### Extracted entries
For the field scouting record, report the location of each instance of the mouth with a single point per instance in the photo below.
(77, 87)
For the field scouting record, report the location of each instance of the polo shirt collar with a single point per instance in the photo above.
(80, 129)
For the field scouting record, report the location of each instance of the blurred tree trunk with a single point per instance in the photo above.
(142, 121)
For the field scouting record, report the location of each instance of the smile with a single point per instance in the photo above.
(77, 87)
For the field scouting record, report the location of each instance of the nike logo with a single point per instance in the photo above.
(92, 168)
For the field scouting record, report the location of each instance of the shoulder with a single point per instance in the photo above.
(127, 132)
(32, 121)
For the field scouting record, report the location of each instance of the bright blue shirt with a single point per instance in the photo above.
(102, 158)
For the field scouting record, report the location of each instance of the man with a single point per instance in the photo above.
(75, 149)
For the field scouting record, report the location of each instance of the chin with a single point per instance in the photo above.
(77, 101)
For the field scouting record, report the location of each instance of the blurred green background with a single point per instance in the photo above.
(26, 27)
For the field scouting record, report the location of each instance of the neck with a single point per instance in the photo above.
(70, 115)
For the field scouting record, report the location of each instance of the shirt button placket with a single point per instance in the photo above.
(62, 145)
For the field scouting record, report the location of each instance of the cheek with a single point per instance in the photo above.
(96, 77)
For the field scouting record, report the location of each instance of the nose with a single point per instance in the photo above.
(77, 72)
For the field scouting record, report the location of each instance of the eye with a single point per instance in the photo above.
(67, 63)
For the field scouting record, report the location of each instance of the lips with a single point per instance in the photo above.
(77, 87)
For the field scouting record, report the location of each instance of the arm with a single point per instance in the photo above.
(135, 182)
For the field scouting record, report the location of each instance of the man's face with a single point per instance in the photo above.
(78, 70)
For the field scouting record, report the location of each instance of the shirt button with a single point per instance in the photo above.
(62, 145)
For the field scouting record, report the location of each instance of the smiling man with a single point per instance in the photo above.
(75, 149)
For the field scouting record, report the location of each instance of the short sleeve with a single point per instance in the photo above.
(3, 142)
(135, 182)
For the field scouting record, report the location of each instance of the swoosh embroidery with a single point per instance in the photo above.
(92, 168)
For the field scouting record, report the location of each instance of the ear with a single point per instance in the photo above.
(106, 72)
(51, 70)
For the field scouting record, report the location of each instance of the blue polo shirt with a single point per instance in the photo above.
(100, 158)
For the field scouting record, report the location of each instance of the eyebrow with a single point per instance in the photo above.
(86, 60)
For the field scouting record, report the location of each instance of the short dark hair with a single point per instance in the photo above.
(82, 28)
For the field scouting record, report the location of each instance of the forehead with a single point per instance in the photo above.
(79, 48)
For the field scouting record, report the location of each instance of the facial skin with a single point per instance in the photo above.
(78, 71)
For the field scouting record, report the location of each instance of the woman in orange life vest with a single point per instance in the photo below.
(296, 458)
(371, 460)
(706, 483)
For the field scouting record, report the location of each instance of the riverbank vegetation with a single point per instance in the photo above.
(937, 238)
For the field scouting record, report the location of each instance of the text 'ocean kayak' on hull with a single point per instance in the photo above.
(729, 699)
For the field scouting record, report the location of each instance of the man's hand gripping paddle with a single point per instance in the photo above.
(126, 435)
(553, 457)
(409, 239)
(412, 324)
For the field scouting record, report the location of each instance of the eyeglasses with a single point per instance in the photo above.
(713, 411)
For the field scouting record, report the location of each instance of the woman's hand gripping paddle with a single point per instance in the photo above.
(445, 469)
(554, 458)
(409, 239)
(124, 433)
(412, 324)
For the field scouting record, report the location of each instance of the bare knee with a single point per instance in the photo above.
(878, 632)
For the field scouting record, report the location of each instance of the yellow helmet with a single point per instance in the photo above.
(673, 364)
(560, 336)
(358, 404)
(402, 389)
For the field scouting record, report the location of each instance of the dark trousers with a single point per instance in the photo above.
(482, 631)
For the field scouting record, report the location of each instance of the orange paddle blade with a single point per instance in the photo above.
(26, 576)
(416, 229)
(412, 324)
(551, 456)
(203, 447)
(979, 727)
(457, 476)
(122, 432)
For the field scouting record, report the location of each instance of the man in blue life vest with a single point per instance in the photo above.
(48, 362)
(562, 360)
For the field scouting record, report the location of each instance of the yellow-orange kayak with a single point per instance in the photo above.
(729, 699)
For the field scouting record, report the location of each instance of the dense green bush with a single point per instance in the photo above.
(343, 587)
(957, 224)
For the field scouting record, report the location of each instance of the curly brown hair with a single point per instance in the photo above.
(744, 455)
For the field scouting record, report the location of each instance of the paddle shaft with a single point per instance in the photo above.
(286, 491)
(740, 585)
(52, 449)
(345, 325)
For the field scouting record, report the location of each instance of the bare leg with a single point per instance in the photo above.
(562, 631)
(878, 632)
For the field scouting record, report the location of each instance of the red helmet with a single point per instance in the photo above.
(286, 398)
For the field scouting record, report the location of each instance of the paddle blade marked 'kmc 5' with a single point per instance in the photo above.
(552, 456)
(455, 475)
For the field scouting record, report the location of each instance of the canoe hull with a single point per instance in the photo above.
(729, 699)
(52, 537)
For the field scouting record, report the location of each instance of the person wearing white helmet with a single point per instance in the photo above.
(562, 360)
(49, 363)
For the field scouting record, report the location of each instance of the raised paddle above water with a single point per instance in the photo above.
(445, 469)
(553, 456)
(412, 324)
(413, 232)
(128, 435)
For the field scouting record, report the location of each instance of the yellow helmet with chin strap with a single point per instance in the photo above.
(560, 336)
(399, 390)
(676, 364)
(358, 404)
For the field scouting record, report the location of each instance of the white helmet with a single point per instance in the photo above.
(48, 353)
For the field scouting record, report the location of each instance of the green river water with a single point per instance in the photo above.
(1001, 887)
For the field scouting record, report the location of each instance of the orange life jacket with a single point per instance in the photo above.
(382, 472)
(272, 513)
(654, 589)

### Exercise
Each record is to be transcribed exactly and in full.

### Exercise solution
For the field scouting record, report the location of each instance of the mouth with a single point per instance in the photo below.
(77, 87)
For the field scouting record, report the location of each instance of the polo shirt collar with a single point per instance in the photo above.
(80, 129)
For the field scouting record, report the location of each instance of the blurred tree trunk with a single point per instance in the photo above.
(142, 121)
For the field scouting record, report the location of each instance of the smile with a single point per instance in the photo above.
(77, 87)
For the field scouting record, report the location of each instance of the nike logo with a single point per instance in the photo above.
(92, 168)
For the field scouting record, report the location of each instance of the shoulder with a single point per instance in the photo above.
(127, 132)
(32, 121)
For the field scouting record, report the location of each instance of the bright blue shirt with a single point per instance in the photo above.
(102, 158)
For the field scouting record, report the location of each instance of the man with a single point per instance in the photo above.
(75, 149)
For the field scouting record, report the location of each instance of the chin with a single point per instance in the photo above.
(77, 101)
For the field scouting record, report the location of each instance of the blurred green background with a single point per instance in the photo above.
(26, 27)
For the field scouting record, report the location of each instance of the neck with a single point per instance in the photo above.
(70, 115)
For the field scouting record, report the location of each instance of the shirt button placket with a single point per instance in the photo above.
(62, 145)
For the field scouting record, report the location of each instance of the cheek with a single point per instance in the photo above.
(96, 77)
For the field scouting record, report the location of each instance of the nose with a single point per instance in the photo above.
(77, 72)
For the field scouting record, report the location of each instance of the eye with a single point per instance in the photo above.
(67, 63)
For the field scouting record, report the location of each instance of the lips with a single point per instance in the photo above.
(77, 87)
For the field scouting record, report the location of each instance of the arm with a single point per instance in the photo above.
(135, 182)
For the field scouting record, report the location of each instance of the man's face with a single point per instance in the photo above.
(78, 70)
For the field scouting record, report the location of each instance of the shirt button with a single point per instance in the photo above.
(62, 145)
For the field scouting record, report the location of each instance of the smiling man with a single point per instance in the photo above.
(75, 149)
For the field scouting record, report the location of each instance of the short sleeve with a single point per instance in the photo above.
(3, 142)
(135, 182)
For the field scouting record, report the location of each instance of the swoosh embroidery with a single point per instance in the photo above.
(92, 168)
For the field scouting record, report the location of each instance of the ear with a single point per instance in the photo above.
(106, 72)
(51, 70)
For the field scouting record, report the location of each instance of the blue polo shirt with a single point per instance in the photo above.
(100, 158)
For the field scouting record, report the location of each instance of the eyebrow with a single point per instance in the photo above.
(86, 60)
For the field scouting record, report the location of each instance of the short dark hair with a single point per instance in the photo above.
(82, 28)
For the field scouting record, report the location of each instance of the forehead with a single point per instance in the photo above.
(79, 48)
For the field scouting record, report the location of each instance of the facial skin with a single point per instance in the photo above.
(78, 71)
For the field scouting record, report the location of each instance of the woman in orange life vest with a single point per instance in the photo below.
(296, 458)
(371, 460)
(706, 483)
For the field scouting record, report the location of each instance of the riverbank vegetation with a single point per instance in the photo above.
(937, 238)
For the field scouting record, report the location of each instance of the text 'ocean kayak' on hull with a single point per instance in the photo above.
(729, 699)
For the field scouting record, report the location of each instance of the man's hand gripping paddle with a single point per instance in the photo above.
(126, 435)
(553, 457)
(409, 239)
(412, 324)
For the field scouting record, report the location of each instance of the eyeglasses with a single point per instance in the photo above.
(713, 411)
For the field scouting record, report the location of each instance of the woman's hand gripping paddle with a single point per instance in the photo above.
(445, 469)
(554, 458)
(409, 239)
(124, 433)
(412, 324)
For the field scouting record, report the location of each instance of the bare knee with a single point per instance in the photo above.
(878, 632)
For the field scouting record, report the location of each instance of the yellow helmet with a single point per instance in the photo above.
(673, 364)
(560, 336)
(358, 404)
(402, 389)
For the field scouting record, report the location of each instance of the dark trousers with a single point per instance in the photo above.
(482, 631)
For the field scouting record, report the location of each instance of the orange paddle blade with a single point per instance in the photo above.
(26, 576)
(416, 229)
(412, 324)
(551, 456)
(203, 447)
(979, 727)
(457, 476)
(122, 432)
For the field scouting record, report the location of each instance of the man in blue life vest with a single point per instance in the photo above.
(48, 362)
(562, 360)
For the field scouting record, report the location of each instance of the yellow-orange kayak with a single point per instance in the photo above.
(729, 699)
For the field scouting record, report the location of each instance of the dense green bush with a single point per instance in the photo above.
(343, 587)
(957, 224)
For the field scouting record, report the location of each instance of the curly brown hair with a single point per instance in the photo above.
(744, 455)
For the field scouting record, report the location of each instance of the paddle shaft with a single point per instance in the photo above.
(286, 491)
(740, 585)
(52, 449)
(345, 325)
For the field scouting record, report the location of each instance of the bare leg with a single point per instance in the photo above.
(562, 631)
(878, 632)
For the field scouting record, report the location of each instance of the red helmet with a single point per instance in the photo above.
(286, 398)
For the field scouting record, report the location of each instance of the paddle blade marked 'kmc 5' with a single point per instance in the photo above.
(552, 456)
(455, 475)
For the field scouting record, report the location of each instance of the canoe hull with a single point per instance in the photo above.
(729, 699)
(52, 537)
For the field scouting record, report the location of each instance of the person wearing white helmet with a single point per instance in the photo above.
(562, 360)
(49, 363)
For the field scouting record, report the location of each instance of the raised paddle above water with a single point per instance in the photo above.
(445, 469)
(553, 456)
(412, 324)
(413, 232)
(128, 435)
For the field scouting record, report the location of each instance of the yellow helmet with chin strap with a single point per instance in the photo above.
(560, 336)
(399, 390)
(676, 364)
(358, 404)
For the field scouting record, report the location of each instance of the white helmet with a single point per instance in the photo above.
(48, 353)
For the field scouting record, report the location of each instance of the green river water with a single point per instance in the photo above.
(1001, 887)
For the field scouting record, report the location of each instance of the orange life jacket with a single point per instance in the photo above.
(382, 472)
(272, 513)
(654, 589)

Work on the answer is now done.